=== PAGE EXTRACT ===

Heart disease is the leading cause of death in U.S. adult women and certain risk factors like excess weight, smoking and high blood pressure are known to increase lifetime risk of developing it. But now, new research published in the British Journal of Sports Medicine suggests that, from age 30, physical inactivity has the biggest impact on this risk in women.
Researchers used data from the 32,254 participants in the Australian Longitudinal Study on Women’s Health, which tracks the long-term health of women born in certain spans of time between 1921 and 1978.
According to the American Heart Association (AHA), more than one in three women in the US is living with cardiovascular disease (CVD); this includes nearly 50% of all African-American women and 34% of white women.
For this latest study, the researchers wanted to compare estimates of the main four risk factors of heart disease: high body mass index (BMI), smoking, high blood pressure, and physical inactivity.
They employed a mathematical formula used to assess the proportion of disease in a specific population that would vanish if exposure to a certain risk factor were removed. More than any other risk factor, low physical activity levels are to blame for the development of heart disease for the women in the study.
Data from the Global Burden of Disease study was also used and applied to the Australian women who took part in the study.
The investigators observed that smoking prevalence fell from 28% in women 22-27 years old to 5% in those between the ages of 73 and 78.
However, inactivity prevalence and high blood pressure increased across their lifespans, from age 22 to 90, and overweight prevalence increased between the ages of 22 and 64, declining after those ages.

===

WHAT THIS TASK INVOLVES. According to the article on heart disease risk in women, from what age does physical inactivity have the greatest impact on this risk? The data that follows is not required for any of the work here.

=== EXTRACTED RECORDS ===

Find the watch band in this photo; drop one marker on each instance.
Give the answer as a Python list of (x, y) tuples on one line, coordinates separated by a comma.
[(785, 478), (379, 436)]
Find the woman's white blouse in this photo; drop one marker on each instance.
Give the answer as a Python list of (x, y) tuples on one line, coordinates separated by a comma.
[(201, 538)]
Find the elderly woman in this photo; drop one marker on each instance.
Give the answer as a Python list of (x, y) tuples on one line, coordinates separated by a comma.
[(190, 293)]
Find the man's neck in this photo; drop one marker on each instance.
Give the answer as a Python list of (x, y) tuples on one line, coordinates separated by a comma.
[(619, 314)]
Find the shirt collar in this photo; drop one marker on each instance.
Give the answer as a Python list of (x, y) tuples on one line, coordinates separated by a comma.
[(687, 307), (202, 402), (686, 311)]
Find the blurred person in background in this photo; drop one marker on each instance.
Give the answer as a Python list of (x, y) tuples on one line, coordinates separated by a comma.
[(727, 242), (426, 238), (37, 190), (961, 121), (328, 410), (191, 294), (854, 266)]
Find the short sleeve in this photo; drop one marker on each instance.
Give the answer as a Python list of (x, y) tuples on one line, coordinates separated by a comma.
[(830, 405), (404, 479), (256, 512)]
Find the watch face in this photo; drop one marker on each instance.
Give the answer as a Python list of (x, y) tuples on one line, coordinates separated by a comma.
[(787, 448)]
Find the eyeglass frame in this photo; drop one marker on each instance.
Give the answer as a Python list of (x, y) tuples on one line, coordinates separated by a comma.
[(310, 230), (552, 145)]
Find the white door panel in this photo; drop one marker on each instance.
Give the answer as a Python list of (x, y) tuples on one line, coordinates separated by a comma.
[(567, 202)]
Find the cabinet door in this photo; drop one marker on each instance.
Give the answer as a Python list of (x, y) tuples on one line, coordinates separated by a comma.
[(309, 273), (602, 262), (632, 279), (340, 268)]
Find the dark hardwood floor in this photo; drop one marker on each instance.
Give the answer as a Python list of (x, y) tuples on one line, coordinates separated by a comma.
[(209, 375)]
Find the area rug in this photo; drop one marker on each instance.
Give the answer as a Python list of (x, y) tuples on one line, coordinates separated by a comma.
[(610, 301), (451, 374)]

===

RESULT FOR THIS EXERCISE. From age 30.